══ Excerpt provided ══
March 21, 2025
Jesus uses the image of the fig tree to teach us about God’s relationship with us. Here’s a short reflection:
It was a very different homework assignment. In grade school, the nuns usually gave us questions to answer for homework, but one time Sister gave out little plastic cups. Each cup had soil in it. Then she passed out seeds and asked us to push them into the soil and sent us to the water fountain to get the soil wet. We children, dwellers of tenements and housing projects, had little familiarity with plants. Yet, here we were, all at once, little farmers.
When I remember is just how long it took for something green to push through the soil. Every day we would examine our cups, wondering what was going on in the dirt, waiting impatiently for our own little plant to show itself. The biggest lesson for little city kids was not only how to plant a seed and see it grow. Or how to feel personally connected to a plant. No, it was this: in an impatient world like New York City, some things didn’t happen right away. It took time and patience.
═══
What you will do:
Continue the reflection on the grade-school seed-planting lesson from its last sentence. The records that follow have no connection to the reflection above.
══ Data for review ══
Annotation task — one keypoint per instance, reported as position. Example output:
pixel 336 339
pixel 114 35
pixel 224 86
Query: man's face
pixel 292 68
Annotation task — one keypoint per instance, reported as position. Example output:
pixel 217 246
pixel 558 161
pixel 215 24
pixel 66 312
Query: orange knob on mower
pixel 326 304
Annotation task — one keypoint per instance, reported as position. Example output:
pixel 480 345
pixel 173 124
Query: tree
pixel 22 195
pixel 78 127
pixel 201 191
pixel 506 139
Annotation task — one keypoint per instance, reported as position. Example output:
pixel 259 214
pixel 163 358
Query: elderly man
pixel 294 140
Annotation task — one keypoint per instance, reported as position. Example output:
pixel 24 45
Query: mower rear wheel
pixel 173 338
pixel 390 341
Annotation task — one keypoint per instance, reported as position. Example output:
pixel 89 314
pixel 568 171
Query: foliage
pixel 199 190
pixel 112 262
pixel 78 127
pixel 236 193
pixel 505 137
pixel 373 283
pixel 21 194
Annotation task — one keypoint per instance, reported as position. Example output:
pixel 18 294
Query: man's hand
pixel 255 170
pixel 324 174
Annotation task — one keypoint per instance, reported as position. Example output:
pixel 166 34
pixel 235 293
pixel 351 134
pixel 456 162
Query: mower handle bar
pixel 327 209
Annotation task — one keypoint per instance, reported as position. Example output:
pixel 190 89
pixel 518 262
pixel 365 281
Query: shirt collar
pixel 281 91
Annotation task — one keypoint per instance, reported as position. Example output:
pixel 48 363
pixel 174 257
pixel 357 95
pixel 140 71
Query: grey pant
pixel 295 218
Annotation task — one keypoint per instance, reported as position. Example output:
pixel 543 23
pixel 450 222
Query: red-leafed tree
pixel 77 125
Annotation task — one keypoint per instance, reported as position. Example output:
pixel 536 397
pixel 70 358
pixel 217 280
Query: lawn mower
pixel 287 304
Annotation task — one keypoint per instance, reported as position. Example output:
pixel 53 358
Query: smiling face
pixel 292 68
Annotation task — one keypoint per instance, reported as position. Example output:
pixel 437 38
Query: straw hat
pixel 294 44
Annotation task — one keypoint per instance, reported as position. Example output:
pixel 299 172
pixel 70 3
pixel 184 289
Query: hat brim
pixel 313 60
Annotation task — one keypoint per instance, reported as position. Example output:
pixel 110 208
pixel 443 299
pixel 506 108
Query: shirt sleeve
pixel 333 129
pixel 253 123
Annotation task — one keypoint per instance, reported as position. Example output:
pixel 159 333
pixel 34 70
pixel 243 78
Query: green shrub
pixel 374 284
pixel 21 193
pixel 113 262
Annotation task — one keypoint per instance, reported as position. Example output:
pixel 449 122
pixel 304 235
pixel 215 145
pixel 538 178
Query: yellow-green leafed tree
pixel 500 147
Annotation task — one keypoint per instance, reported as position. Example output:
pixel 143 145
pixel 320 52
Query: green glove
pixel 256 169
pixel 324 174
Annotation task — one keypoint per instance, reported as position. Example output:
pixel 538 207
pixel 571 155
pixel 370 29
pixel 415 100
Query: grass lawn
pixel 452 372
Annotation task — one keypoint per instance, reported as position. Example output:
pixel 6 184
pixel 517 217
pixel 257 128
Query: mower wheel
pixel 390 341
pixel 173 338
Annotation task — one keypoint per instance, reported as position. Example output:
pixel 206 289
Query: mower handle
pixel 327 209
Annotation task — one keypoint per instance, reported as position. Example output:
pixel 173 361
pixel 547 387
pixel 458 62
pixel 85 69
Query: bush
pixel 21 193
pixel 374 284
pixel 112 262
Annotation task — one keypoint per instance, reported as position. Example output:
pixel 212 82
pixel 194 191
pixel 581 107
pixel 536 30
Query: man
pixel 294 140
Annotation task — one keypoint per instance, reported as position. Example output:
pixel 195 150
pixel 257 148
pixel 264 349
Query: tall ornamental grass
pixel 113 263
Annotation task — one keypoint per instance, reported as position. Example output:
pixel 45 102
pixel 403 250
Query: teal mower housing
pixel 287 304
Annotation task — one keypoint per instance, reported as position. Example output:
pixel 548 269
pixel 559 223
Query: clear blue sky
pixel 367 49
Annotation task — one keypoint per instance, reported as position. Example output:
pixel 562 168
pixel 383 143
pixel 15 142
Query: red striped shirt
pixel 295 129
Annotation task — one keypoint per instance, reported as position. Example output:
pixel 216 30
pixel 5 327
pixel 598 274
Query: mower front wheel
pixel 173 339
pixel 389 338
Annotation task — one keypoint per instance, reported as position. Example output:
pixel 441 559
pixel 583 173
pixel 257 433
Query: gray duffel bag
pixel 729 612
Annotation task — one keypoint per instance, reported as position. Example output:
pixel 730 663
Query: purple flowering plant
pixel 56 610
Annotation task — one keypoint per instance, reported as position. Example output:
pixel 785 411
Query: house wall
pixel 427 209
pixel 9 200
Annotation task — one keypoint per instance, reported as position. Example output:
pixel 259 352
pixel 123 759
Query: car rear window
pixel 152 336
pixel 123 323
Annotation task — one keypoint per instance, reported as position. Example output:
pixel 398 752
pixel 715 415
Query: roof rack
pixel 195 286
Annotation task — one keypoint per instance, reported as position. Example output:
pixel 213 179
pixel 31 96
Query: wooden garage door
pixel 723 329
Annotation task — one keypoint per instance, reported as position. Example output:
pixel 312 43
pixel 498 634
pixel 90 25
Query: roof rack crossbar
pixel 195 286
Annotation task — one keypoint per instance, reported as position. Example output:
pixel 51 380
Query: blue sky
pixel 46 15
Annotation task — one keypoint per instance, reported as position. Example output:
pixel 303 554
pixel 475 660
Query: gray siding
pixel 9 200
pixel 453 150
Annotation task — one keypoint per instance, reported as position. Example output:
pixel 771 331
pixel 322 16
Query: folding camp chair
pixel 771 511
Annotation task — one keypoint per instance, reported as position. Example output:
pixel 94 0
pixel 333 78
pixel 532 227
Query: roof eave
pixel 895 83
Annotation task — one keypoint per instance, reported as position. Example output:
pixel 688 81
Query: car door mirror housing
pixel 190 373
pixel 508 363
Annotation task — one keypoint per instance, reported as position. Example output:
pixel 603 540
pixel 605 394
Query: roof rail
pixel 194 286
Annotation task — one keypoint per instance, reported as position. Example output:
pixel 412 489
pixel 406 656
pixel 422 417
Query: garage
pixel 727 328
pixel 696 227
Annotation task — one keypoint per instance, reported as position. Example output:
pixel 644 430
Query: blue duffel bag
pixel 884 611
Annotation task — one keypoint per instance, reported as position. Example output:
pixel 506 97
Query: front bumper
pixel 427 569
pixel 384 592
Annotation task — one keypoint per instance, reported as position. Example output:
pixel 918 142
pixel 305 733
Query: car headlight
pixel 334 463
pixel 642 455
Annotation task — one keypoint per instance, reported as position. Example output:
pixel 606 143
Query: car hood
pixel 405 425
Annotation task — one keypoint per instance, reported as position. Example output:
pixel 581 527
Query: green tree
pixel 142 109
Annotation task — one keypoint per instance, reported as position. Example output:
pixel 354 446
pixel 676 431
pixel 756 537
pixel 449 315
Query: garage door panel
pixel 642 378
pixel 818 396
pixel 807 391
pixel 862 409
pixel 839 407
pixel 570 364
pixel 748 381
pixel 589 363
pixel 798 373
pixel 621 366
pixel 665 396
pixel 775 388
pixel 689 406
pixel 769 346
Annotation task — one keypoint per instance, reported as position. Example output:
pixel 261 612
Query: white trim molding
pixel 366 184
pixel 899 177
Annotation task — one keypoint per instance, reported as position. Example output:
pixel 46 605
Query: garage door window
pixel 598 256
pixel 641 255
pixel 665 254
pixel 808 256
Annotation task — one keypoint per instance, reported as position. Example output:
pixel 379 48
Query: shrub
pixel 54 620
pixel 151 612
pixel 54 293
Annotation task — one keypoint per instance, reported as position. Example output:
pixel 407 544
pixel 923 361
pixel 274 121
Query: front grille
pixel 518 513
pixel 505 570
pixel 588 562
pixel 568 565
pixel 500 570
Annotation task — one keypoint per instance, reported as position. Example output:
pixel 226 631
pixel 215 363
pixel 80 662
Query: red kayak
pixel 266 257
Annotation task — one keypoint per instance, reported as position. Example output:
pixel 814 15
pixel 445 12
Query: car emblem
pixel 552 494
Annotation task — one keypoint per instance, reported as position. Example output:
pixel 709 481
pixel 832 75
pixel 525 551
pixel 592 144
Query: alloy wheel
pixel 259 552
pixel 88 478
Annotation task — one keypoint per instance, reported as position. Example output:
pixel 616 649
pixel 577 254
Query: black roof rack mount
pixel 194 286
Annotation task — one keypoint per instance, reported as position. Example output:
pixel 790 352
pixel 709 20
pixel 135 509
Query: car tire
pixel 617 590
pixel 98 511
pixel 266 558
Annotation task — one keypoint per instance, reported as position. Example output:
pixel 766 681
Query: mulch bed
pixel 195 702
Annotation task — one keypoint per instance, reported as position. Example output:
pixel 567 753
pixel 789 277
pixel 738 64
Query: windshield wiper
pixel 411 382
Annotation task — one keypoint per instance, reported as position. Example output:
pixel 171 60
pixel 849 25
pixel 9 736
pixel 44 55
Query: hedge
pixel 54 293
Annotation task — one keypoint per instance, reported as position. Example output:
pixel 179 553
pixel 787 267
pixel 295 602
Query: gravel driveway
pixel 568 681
═══
Exercise result:
I often think of the famous scene in our first reading, when Moses encounters God in the burning bush. Moses was basically in hiding, having made enemies in Egypt; he spent his day watching sheep. But he sees the burning bush and decides to find out what it’s all about. In other words, he had the patience to stop and search. I am sure I would have shrugged my shoulders and walked right by the burning bush.
Yet it is at the burning bush that Moses learns about God, how God has been connecting with the suffering Jewish people during all their time of slavery. “I have heard the cries of my people,” God says, and now he will bring them freedom. Moses learns God’s plan to set the Jewish people free from their slavery in Egypt.
It was not easy. We learn that not only did the Egyptian leader, Pharoah, resist God’s plan; even the Jewish people resisted the idea. Moses practically had to drag them out of slavery and help them see a different future for themselves.
Some things take time. God gives us time. People, at the opening of the Gospel passage, are asking Jesus about tragedies that happened to others. Jesus gives them a parable that says, in effect, all of us have time to repent and experience conversion. God planted us like a seed in the ground. God expects figs from the trees he planted. But God tells the gardener to be patient. Give the plant more time and maybe there will be figs next year.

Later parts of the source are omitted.